◆ Data provided ◆
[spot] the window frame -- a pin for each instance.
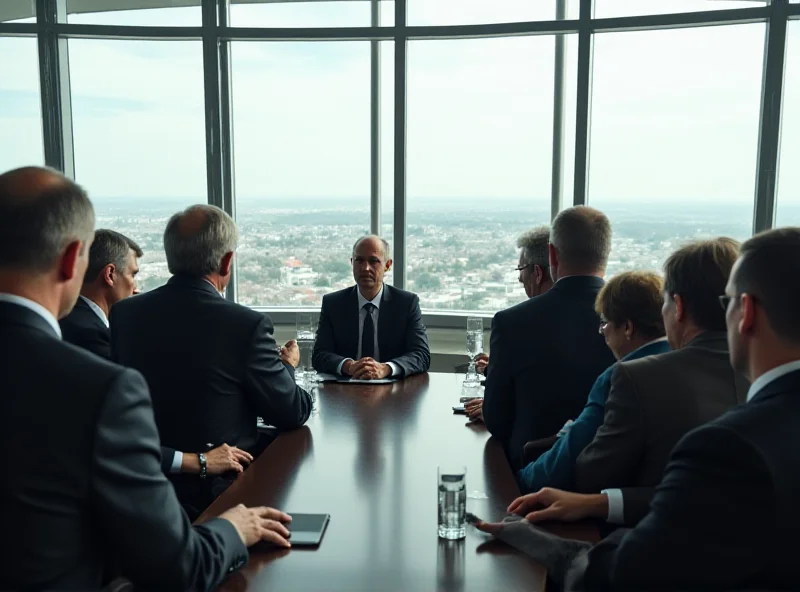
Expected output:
(52, 32)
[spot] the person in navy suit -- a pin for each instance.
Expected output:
(371, 330)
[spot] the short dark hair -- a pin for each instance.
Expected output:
(36, 225)
(582, 237)
(635, 296)
(769, 269)
(108, 247)
(699, 272)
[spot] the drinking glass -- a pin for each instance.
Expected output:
(306, 335)
(474, 347)
(452, 502)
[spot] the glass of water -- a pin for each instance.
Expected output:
(306, 335)
(452, 502)
(474, 347)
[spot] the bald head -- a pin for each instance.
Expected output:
(41, 212)
(197, 239)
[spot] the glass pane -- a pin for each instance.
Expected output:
(612, 8)
(125, 12)
(334, 13)
(480, 129)
(459, 12)
(20, 104)
(674, 137)
(138, 119)
(788, 206)
(302, 162)
(17, 11)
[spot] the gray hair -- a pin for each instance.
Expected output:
(534, 246)
(39, 219)
(582, 237)
(109, 247)
(196, 240)
(387, 252)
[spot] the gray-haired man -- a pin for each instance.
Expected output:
(212, 365)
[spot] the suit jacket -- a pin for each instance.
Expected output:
(87, 492)
(212, 365)
(402, 339)
(555, 467)
(653, 402)
(546, 354)
(725, 515)
(82, 327)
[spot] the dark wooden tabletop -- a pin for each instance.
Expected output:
(369, 457)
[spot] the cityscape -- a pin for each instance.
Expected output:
(461, 256)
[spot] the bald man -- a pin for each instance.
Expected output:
(82, 497)
(372, 330)
(212, 365)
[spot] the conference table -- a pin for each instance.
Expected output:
(368, 456)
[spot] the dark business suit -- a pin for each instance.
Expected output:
(546, 354)
(82, 327)
(653, 402)
(82, 498)
(725, 515)
(402, 338)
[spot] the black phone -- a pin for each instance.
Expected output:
(307, 529)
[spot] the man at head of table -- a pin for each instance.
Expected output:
(371, 330)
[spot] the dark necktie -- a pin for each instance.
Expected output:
(368, 333)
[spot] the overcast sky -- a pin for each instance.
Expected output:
(674, 113)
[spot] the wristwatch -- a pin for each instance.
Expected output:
(203, 465)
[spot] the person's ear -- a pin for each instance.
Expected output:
(108, 274)
(748, 320)
(680, 311)
(226, 264)
(68, 264)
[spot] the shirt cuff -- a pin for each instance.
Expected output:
(177, 461)
(616, 506)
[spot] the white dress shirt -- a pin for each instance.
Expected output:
(96, 309)
(35, 307)
(362, 316)
(616, 506)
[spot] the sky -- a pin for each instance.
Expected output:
(674, 113)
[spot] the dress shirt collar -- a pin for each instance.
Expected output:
(641, 347)
(376, 301)
(96, 309)
(771, 376)
(35, 307)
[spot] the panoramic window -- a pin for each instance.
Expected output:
(301, 129)
(674, 137)
(788, 204)
(139, 133)
(20, 104)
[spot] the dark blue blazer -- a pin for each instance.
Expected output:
(545, 355)
(726, 514)
(402, 338)
(82, 489)
(555, 467)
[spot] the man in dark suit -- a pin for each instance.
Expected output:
(725, 514)
(86, 501)
(212, 365)
(546, 352)
(371, 330)
(111, 277)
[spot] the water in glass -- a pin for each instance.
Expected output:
(452, 503)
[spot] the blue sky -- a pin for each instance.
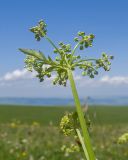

◆ Given exercise ◆
Copy all of the data above word for word, preserving every line in its original order and omitting the pictures.

◆ Complete response ◆
[spot] the window frame -- a pin for each instance.
Expected output:
(52, 32)
[spot] the person in navy suit -- a pin for each instance.
Expected output:
(371, 330)
[spot] the short dark hair -- a pin for each instance.
Expected output:
(36, 225)
(582, 237)
(635, 296)
(769, 269)
(108, 247)
(699, 272)
[spot] the drinking glass -- a pin for each instance.
Expected output:
(306, 335)
(474, 347)
(452, 502)
[spot] the glass of water -- a pin for each instance.
Expected output:
(306, 335)
(452, 502)
(474, 347)
[spot] the bald head -- a pin for each instance.
Expected output:
(41, 212)
(197, 239)
[spot] the glass pane -- a pin for each instance.
Expected output:
(612, 8)
(125, 12)
(334, 13)
(480, 129)
(459, 12)
(20, 104)
(674, 137)
(138, 119)
(788, 206)
(302, 162)
(17, 11)
[spot] the gray hair -- a pin for each instance.
Expected output:
(534, 246)
(39, 219)
(582, 237)
(109, 247)
(196, 240)
(387, 252)
[spot] the gray-haired man -- a pin for each instance.
Expected output:
(212, 365)
[spot] the suit jacket -- a pin for each instance.
Expected output:
(87, 492)
(212, 365)
(402, 339)
(555, 467)
(653, 402)
(546, 354)
(725, 515)
(82, 327)
[spot] the dark wooden tabletop -- a pin for each instance.
Expected output:
(369, 457)
[spot] the cityscape -- a pin for each instance.
Expected output:
(461, 256)
[spot] the bald man -- a pin for each instance.
Expected output:
(82, 497)
(372, 330)
(212, 365)
[spot] the conference table -- a pin for each instance.
Expected output:
(368, 456)
[spot] the dark business suit -- a pin for each instance.
Expected output:
(546, 354)
(82, 327)
(653, 402)
(82, 498)
(725, 515)
(402, 338)
[spot] the black phone -- a pin for each instance.
Expected output:
(307, 529)
[spot] the man at head of table -- a pin for each instance.
Expected output:
(371, 330)
[spot] the dark necktie -- a pin for each instance.
Expected output:
(368, 333)
[spot] the overcast sky -- a pin for each instance.
Expected output:
(674, 113)
[spot] the wristwatch -- a pin for each instance.
Expected output:
(203, 465)
[spot] the person's ear -- a pin for each instance.
Expected output:
(108, 274)
(748, 320)
(680, 311)
(226, 264)
(68, 264)
[spot] the shirt cuff -- a pin for each instance.
Expected output:
(177, 461)
(616, 506)
[spot] the white dress shirt -- a pin for each instance.
Expected output:
(96, 309)
(35, 307)
(362, 316)
(616, 506)
[spot] the sky -- a pin for each instance.
Expected output:
(674, 113)
[spot] the dress shirt collar -- a pin for each instance.
Expected output:
(641, 347)
(376, 301)
(96, 309)
(771, 376)
(35, 307)
[spot] the panoramic window -- a pin for each instance.
Expected output:
(301, 129)
(674, 137)
(788, 204)
(139, 133)
(20, 104)
[spot] the dark blue blazer -- a pin for each instance.
Expected output:
(545, 355)
(726, 514)
(402, 338)
(82, 489)
(555, 467)
[spot] the man in dark suit -- a pin for each instance.
Expected output:
(725, 514)
(86, 501)
(212, 365)
(546, 352)
(371, 330)
(111, 277)
[spot] the water in glass -- a pin for each instance.
Expected output:
(452, 503)
[spot] the blue sky -- a pin for each instance.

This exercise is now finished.